■ EXCERPTED PASSAGE ■

--- begin ---

TOM KROMER (1906-1969), the son of an immigrant coal miner and a glass-factory worker, was born in Huntington, West Virginia. Forced by lack of funds to cut his college career short, Kromer headed west in a fruitless search for work in 1929. He spent the subsequent five years roaming America by rail, living the tenuous life of a bum. The ordeal ruined Kromer's health. He struggled with tuberculosis for the rest of his life, growing steadily more reclusive until his death.

In "Waiting for Nothing" and Other Writings, the works of the depression-era writer Tom Kromer are collected for the first time into a volume that depicts with searing realism life on the bum in the 1930s and, with greater detachment, the powerless frustration of working-class people often too locked in to know their predicament.Waiting for Nothing, Kromer's only completed novel, is largely autobiographical and was written at a Civilian Conservation Corps camp in California. It tells the story of one man drifting through America, east coast to west, main stem to side street, endlessly searching for "three hots and a flop"—food and a place to sleep. Kromer scans, in first-person voice, the scattered events, the stultifying sameness, of "life on the vag"—the encounters with cops, the window panes that separate hunger and a "feed," the bartering with prostitutes and homosexuals.

--- end ---

■ Lines from a dataset ■
--- begin ---

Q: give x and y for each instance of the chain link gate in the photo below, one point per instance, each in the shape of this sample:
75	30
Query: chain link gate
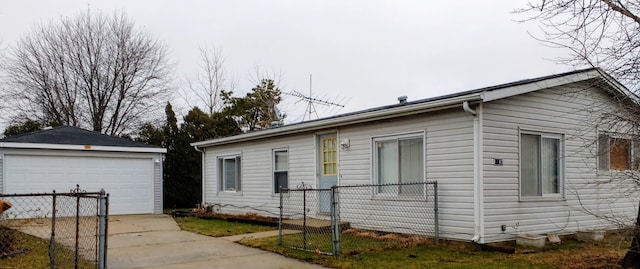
352	218
73	224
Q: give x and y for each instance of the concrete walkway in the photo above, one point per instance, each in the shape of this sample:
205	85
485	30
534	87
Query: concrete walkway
156	241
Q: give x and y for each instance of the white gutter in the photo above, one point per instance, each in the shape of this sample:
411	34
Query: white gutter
465	106
203	173
399	111
80	147
478	197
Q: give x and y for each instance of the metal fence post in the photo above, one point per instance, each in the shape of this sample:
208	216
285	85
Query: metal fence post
335	221
280	220
77	194
304	219
52	242
435	209
102	230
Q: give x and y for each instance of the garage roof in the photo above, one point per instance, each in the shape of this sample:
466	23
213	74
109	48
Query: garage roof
69	137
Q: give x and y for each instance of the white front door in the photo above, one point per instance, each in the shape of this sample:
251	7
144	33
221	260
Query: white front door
328	169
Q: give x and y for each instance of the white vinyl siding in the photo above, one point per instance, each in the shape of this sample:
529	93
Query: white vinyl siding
280	170
554	111
230	173
448	158
1	173
257	173
398	159
541	165
618	153
130	179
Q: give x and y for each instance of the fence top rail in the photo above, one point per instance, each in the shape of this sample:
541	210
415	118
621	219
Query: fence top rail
428	182
305	189
74	194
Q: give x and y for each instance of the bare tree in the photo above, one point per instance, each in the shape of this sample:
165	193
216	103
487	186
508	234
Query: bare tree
93	70
599	33
211	81
605	34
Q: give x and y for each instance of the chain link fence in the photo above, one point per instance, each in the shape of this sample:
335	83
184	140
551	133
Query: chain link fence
68	229
353	219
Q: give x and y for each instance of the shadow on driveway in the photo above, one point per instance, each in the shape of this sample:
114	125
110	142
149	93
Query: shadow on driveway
156	241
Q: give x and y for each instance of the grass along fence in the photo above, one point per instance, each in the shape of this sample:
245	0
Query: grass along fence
74	226
326	220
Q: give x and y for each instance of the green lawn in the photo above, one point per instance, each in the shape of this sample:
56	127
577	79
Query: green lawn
36	255
370	253
219	227
374	253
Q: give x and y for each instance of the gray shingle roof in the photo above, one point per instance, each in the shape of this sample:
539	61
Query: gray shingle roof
69	135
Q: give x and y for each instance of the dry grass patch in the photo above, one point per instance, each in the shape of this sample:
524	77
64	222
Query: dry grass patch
367	249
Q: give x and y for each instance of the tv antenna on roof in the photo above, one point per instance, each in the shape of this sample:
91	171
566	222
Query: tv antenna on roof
313	101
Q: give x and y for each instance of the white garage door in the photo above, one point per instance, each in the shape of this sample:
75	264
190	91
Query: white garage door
129	181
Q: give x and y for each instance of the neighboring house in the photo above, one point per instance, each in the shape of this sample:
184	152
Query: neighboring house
59	158
515	158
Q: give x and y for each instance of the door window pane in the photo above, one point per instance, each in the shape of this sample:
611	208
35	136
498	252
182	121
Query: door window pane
329	157
530	156
550	164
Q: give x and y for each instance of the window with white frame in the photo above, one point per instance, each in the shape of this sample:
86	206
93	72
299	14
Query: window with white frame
541	164
618	153
229	173
399	159
280	169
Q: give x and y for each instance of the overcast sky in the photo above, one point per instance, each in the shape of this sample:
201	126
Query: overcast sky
361	53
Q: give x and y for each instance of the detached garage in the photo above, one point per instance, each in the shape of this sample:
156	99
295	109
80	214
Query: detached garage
59	158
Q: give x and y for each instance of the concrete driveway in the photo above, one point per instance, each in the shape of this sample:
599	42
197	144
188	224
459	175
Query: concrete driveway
156	241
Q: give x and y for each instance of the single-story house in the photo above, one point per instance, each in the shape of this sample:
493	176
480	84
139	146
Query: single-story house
532	156
61	157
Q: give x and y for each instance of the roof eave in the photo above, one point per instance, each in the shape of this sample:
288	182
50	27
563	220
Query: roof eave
346	120
18	145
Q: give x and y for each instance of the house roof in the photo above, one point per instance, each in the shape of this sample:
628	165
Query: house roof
485	94
69	137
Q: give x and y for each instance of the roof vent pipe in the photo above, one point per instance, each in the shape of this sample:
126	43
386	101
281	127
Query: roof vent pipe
465	106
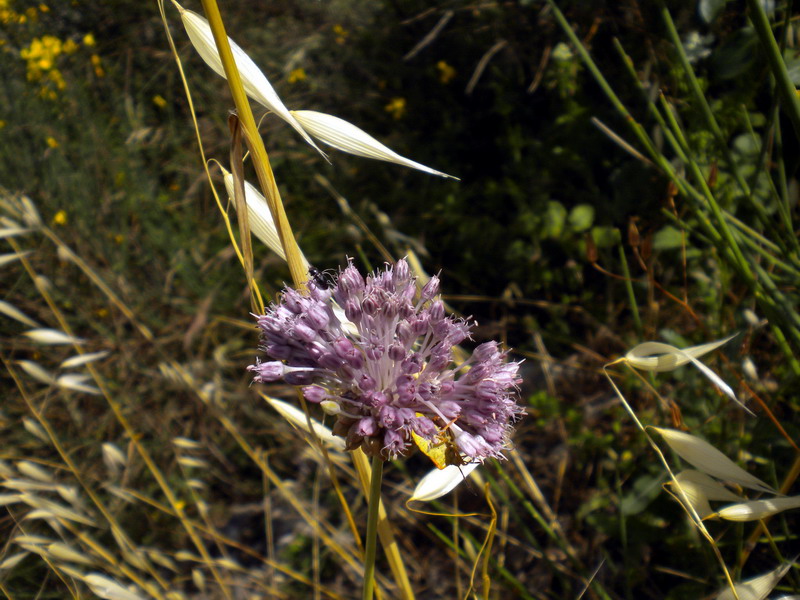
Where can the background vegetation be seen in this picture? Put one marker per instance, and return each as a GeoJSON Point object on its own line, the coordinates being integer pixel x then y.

--- end ---

■ PROBLEMS AND TASKS ■
1 – According to the passage about Tom Kromer, are the following statements true? Answer yes or no for each, and quote the words from the passage that decide it. (a) Kromer finished his college education. (b) *Waiting for Nothing* was written at a Civilian Conservation Corps camp in California. (c) Kromer spent ten years roaming America by rail.
2 – Why did Kromer leave college, according to the passage about Tom Kromer? Answer in one to three sentences.
3 – Write out the passage about Tom Kromer from "TOM KROMER (1906-1969), the" to "until his death.".

■ LIST OF SOLUTIONS ■
1 –
(a) No: "Forced by lack of funds to cut his college career short"
(b) Yes: "was written at a Civilian Conservation Corps camp in California"
(c) No: "He spent the subsequent five years roaming America by rail"

2 – A lack of funds forced him to cut his college career short. He then headed west in 1929, searching for work without success.

3 –
TOM KROMER (1906-1969), the son of an immigrant coal miner and a glass-factory worker, was born in Huntington, West Virginia. Forced by lack of funds to cut his college career short, Kromer headed west in a fruitless search for work in 1929. He spent the subsequent five years roaming America by rail, living the tenuous life of a bum. The ordeal ruined Kromer's health. He struggled with tuberculosis for the rest of his life, growing steadily more reclusive until his death.